• [ЦЕЛЬ УПРАЖНЕНИЯ]: Выведите без изменений часть фрагмента о положении женщин в Туркестане: она открывается словами, содержащими «8. В случае необходимости», и завершается словами «264, л. 267].».

• [ФРАГМЕНТ ТЕКСТА]:
- - -

Российские власти в Туркестане, впрочем, не ограничивались формированием общественного мнения в пользу улучшения положения местных женщин, но и использовали для решения этой проблемы «административный ресурс». Правда, порой подобные действия приводили к довольно неожиданным последствиям. Так, правитель канцелярии туркестанского генерал-губернатора Г. П. Федоров вспоминал, что генерал-губернатор К. П. фон Кауфман был приглашен на торжество, устроенное в его честь «почетными жителями» одного из ташкентских уездов, на котором должны были присутствовать и женщины, снявшие по такому случаю свои чадры. Кауфман, нередко выступавший за «женскую эмансипацию» в Туркестане, с большим удовольствием посетил торжество, одобрительно отозвался о поведении женщин, а одной из них, которая была представлена ему как дочь казия, даже подарил серебряный кубок с надписью «От туркестанского генерал-губернатора». На следующий день выяснилось, что Кауфман стал жертвой розыгрыша, и все «освобожденные женщины Востока» (включая и «дочь казия») были на самом деле обитательницами одного из ташкентских публичных домов ([Федоров, 1913, с. 36–38]; см. также: [Глущенко, 2001, с. 136–137]). Таким образом, в весьма жестком виде генерал-губернатору было продемонстрировано, как местное население относится к идее «эмансипации» женщин. Тем не менее, по-видимому, российские власти продолжали приветствовать «освобождение» местных жительниц, их стремление к большей независимости, включая и внешний вид. Об этом свидетельствует прошение группы мусульманских жителей Самарканда сенатору графу К. К. Палену, осуществлявшему в 1908–1909 гг. ревизию Туркестанского края, содержащее, в частности, следующие пункты:

«6. Шариат воспрещает видеть женщин и быть в их обществе, почему они и обязаны ходить закрытыми…

8. В случае необходимости явки мусульманских женщин в русские учреждения в качестве свидетельниц или для выдачи доверенностей у нотариусов не требовать открывать их лица. Для удостоверения их личности ограничиться свидетельством двух лиц, знающих данную женщину» [РГИА, ф. 1396, оп. 1, д. 264, л. 267].

Впрочем, прямые указания российских властей по поводу расширения прав женщин в Туркестане были редкостью. В большинстве случаев, как и в Казахстане, руководители администрации обеспечивали женщинам право защиты своих интересов в российском суде (о чем свидетельствует и цитированное выше прошение самаркандцев) [Брусина, 2012, с. 162]. Яркие примеры реализации подобного права встречаются в период вышеупомянутой ревизии Туркестанского края сенатором Паленом. В Российском государственном историческом архиве хранится немало документов, представляющих собой судебные заявления жительниц Туркестанского края — представительниц как кочевого, так и оседлого населения. Например, таран-чинка Гулчара Джалалова обращалась к сенатору с просьбой вернуть ей 30 руб., удержанных за аренду 1/2 десятины земли, которую она не смогла засеять из-за болезни (засеяв только остальные 2 1/2) [РГИА, ф. 1396, оп. 1, д. 262, л. 253].

- - -

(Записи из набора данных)
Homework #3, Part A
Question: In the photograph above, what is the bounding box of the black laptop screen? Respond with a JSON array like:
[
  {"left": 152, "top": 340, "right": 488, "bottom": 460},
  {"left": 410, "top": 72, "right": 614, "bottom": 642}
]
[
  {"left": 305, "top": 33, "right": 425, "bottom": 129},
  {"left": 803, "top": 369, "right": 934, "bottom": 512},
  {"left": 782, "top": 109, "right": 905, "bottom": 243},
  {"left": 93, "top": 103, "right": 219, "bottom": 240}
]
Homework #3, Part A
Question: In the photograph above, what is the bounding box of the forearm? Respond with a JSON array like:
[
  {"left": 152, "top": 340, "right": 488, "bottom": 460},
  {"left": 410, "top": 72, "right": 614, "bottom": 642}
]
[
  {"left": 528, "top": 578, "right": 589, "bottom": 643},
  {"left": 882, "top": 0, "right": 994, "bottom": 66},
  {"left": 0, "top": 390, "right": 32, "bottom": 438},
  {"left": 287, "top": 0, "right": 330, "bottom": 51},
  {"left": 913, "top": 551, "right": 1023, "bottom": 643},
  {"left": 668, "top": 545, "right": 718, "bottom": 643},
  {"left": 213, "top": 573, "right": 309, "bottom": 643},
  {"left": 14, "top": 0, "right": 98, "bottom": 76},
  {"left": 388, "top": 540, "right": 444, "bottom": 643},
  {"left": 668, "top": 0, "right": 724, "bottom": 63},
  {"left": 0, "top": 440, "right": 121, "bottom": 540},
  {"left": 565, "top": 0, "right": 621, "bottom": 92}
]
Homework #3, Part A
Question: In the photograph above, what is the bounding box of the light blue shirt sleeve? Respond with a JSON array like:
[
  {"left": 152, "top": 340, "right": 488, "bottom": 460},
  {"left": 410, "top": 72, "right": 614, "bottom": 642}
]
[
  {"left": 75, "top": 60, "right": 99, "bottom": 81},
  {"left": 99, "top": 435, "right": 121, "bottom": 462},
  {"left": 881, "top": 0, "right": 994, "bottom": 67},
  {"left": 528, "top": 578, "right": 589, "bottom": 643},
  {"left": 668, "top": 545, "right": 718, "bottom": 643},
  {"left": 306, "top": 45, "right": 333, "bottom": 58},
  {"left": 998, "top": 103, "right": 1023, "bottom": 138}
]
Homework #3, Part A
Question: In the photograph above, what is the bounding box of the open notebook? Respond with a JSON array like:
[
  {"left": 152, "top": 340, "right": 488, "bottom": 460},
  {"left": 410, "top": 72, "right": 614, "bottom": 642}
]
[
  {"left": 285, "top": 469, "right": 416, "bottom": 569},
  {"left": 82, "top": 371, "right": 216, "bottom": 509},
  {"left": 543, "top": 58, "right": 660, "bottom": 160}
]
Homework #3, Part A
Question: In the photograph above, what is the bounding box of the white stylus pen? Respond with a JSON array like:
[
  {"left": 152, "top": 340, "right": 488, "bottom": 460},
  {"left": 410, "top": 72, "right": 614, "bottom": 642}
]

- - -

• [ОТВЕТ НА ЗАДАНИЕ]:
8. В случае необходимости явки мусульманских женщин в русские учреждения в качестве свидетельниц или для выдачи доверенностей у нотариусов не требовать открывать их лица. Для удостоверения их личности ограничиться свидетельством двух лиц, знающих данную женщину» [РГИА, ф. 1396, оп. 1, д. 264, л. 267].